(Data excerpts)
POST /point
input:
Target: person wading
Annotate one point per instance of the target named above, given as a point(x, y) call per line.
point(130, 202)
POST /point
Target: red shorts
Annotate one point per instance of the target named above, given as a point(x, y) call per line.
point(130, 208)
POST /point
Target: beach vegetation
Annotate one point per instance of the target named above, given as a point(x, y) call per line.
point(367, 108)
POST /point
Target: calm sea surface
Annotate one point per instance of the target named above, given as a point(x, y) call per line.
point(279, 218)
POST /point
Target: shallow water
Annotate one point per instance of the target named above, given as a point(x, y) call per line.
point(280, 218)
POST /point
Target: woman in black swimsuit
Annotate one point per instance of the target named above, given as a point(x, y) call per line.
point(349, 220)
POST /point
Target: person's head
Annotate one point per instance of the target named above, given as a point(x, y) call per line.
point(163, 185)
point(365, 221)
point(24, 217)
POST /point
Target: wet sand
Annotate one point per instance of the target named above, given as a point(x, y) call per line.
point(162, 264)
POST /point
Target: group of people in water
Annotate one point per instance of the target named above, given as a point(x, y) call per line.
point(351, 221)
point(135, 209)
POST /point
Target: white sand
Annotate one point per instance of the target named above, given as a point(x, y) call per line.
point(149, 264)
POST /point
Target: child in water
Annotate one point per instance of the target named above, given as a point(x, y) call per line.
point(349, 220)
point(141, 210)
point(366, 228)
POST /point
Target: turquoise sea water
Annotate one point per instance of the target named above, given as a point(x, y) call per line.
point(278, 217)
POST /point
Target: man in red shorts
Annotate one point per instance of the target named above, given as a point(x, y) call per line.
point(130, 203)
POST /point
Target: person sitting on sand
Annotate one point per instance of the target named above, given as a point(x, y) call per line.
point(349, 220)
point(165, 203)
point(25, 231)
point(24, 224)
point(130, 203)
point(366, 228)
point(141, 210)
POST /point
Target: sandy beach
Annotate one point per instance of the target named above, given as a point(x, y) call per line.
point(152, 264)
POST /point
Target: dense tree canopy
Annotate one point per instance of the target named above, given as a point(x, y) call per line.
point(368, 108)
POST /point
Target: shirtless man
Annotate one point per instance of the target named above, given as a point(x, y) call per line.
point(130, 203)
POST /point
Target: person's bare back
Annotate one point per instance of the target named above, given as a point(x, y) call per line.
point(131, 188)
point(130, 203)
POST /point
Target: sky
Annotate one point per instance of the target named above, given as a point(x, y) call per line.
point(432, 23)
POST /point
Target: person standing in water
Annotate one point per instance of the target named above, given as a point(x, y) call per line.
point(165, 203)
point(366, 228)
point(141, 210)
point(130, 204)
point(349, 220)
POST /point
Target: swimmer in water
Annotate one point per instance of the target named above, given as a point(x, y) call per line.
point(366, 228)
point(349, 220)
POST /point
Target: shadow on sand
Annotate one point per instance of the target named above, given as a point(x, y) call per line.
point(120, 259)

▸ **DIRECTIONS FOR THIS TASK**
Return the entries in full. Do not alter them.

▸ **ANSWER SPACE**
POST /point
input:
Target: person wading
Annotate one point per instance of the target named above, given as a point(x, y) call per line.
point(130, 202)
POST /point
Target: red shorts
Annotate one point per instance of the target named above, given as a point(x, y) call per line.
point(130, 208)
POST /point
Target: beach vegetation
Annotate one point per instance of the target named above, given as a point(x, y) call per line.
point(367, 108)
POST /point
Target: calm sea surface
Annotate one point per instance of the target named above, given as a point(x, y) call per line.
point(279, 218)
POST /point
Target: shallow water
Annotate one point per instance of the target named above, given as a point(x, y) call per line.
point(280, 218)
POST /point
Target: woman in black swimsuit
Annotate one point per instance of the target named above, given as a point(x, y) call per line.
point(349, 220)
POST /point
Target: person's head
Annotate one point per instance of the target named above, given as a point(x, y) call per line.
point(163, 185)
point(365, 221)
point(24, 217)
POST /point
Target: wet sand
Annotate one point per instance of the target named above, given as a point(x, y) call per line.
point(162, 264)
POST /point
Target: group of people in water
Annotate one point per instance of the target named above, given as a point(x, y) call per line.
point(351, 221)
point(135, 209)
POST /point
Target: white sand
Annotate one point per instance of the target named above, given as a point(x, y) call per line.
point(149, 264)
POST /point
Target: child in water
Annotate one point per instance of the target named above, given as a point(x, y) call per line.
point(349, 220)
point(141, 210)
point(366, 228)
POST /point
Target: turquoise sea water
Annotate one point per instance of the target named above, given as a point(x, y) call per line.
point(278, 217)
POST /point
Target: man in red shorts
Annotate one point per instance of the target named above, given as a point(x, y) call per line.
point(130, 203)
POST /point
Target: person sitting on sand
Annotate one point per instance of the target named above, given as a point(x, y) call per line.
point(349, 220)
point(165, 203)
point(25, 231)
point(24, 224)
point(130, 203)
point(366, 228)
point(141, 210)
POST /point
Target: sandy beach
Annotate one point per instance of the target named above, given as a point(x, y) call per line.
point(152, 264)
POST /point
Target: dense tree canopy
Annotate one point per instance of the target named above, given as a point(x, y) call per line.
point(368, 108)
POST /point
Target: shirtless man
Annotate one point per instance of the target named above, given as a point(x, y) call per line.
point(130, 203)
POST /point
Target: person's bare back
Annotate one point per instance of the target named above, given as a point(x, y) call per line.
point(131, 188)
point(130, 203)
POST /point
Target: sky
Annotate one point per instance of the target named above, given as a point(x, y) call per line.
point(432, 23)
POST /point
Target: person standing in water
Annotate one point per instance of the target named above, given as a point(x, y) call per line.
point(165, 203)
point(366, 228)
point(141, 210)
point(130, 204)
point(349, 220)
POST /point
Target: swimmer in water
Annotate one point per instance of the target named above, given as a point(x, y) call per line.
point(366, 228)
point(349, 220)
POST /point
Target: shadow on sand
Annotate one point per instance of the target named above, given as a point(x, y) call per line.
point(120, 259)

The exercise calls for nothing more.